Dataset content START

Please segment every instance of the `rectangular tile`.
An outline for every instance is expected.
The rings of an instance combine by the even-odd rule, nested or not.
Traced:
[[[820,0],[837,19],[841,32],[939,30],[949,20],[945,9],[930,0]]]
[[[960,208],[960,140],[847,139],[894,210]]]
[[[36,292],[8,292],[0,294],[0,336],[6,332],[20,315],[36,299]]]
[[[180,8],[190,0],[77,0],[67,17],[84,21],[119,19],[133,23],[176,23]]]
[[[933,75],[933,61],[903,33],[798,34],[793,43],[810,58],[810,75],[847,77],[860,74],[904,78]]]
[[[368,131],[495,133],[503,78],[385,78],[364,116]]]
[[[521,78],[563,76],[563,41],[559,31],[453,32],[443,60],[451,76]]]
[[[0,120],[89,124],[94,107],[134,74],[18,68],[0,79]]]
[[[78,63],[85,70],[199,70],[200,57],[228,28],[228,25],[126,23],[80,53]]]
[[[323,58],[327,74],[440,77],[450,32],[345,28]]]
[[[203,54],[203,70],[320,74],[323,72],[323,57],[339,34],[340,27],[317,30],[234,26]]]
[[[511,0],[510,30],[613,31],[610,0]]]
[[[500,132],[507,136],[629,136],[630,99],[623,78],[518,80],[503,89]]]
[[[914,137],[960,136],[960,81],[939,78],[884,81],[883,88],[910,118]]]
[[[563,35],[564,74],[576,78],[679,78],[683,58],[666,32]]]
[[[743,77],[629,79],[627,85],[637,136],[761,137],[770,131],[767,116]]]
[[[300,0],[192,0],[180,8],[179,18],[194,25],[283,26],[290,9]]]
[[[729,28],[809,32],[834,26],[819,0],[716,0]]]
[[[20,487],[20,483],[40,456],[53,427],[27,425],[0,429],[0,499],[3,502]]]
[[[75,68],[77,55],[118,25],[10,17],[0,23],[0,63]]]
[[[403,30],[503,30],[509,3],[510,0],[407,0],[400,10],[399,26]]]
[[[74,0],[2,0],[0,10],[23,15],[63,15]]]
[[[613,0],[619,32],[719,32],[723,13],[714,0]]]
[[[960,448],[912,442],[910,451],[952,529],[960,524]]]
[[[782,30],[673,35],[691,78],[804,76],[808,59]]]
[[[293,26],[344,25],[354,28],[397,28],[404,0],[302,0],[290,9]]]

Dataset content END

Return the records in full, exactly as they read.

- **Response**:
Please segment every instance of the `rectangular tile`.
An outline for every instance is expected.
The rings of an instance combine by the even-odd rule, nested or not.
Traced:
[[[820,0],[837,19],[841,32],[939,30],[949,20],[945,9],[930,0]]]
[[[960,208],[960,140],[847,139],[894,210]]]
[[[36,292],[8,292],[0,294],[0,336],[6,332],[20,315],[36,299]]]
[[[180,8],[190,0],[77,0],[67,17],[84,21],[119,19],[133,23],[176,23]]]
[[[933,75],[933,61],[903,33],[798,34],[793,43],[810,58],[810,75],[847,77],[860,74],[904,78]]]
[[[368,131],[495,133],[503,78],[385,78],[364,116]]]
[[[521,78],[563,76],[563,41],[559,31],[453,32],[443,60],[451,76]]]
[[[0,120],[89,124],[94,107],[134,74],[18,68],[0,79]]]
[[[78,63],[85,70],[199,70],[200,57],[228,28],[228,25],[126,23],[80,53]]]
[[[323,58],[327,74],[440,77],[450,32],[345,28]]]
[[[203,54],[203,70],[320,74],[323,72],[323,57],[339,34],[340,27],[317,30],[234,26]]]
[[[511,0],[510,30],[613,31],[610,0]]]
[[[500,132],[507,136],[629,136],[630,99],[623,78],[518,80],[503,89]]]
[[[914,137],[960,136],[960,81],[939,78],[884,81],[883,88],[910,118]]]
[[[563,35],[564,74],[576,78],[679,78],[683,58],[666,32]]]
[[[743,77],[629,79],[627,85],[637,136],[761,137],[770,131],[767,116]]]
[[[300,0],[192,0],[180,8],[179,18],[194,25],[283,26],[290,9]]]
[[[729,28],[809,32],[834,26],[819,0],[716,0]]]
[[[20,487],[20,483],[40,456],[53,427],[27,425],[0,429],[0,499],[3,502]]]
[[[75,68],[77,55],[118,25],[10,17],[0,23],[0,63]]]
[[[403,30],[503,30],[509,3],[510,0],[407,0],[400,10],[399,26]]]
[[[74,0],[2,0],[0,10],[23,15],[63,15]]]
[[[613,0],[619,32],[719,32],[723,13],[714,0]]]
[[[960,448],[912,442],[910,451],[952,529],[960,524]]]
[[[782,30],[673,35],[691,78],[804,76],[808,59]]]
[[[293,26],[344,25],[354,28],[397,28],[404,0],[302,0],[290,9]]]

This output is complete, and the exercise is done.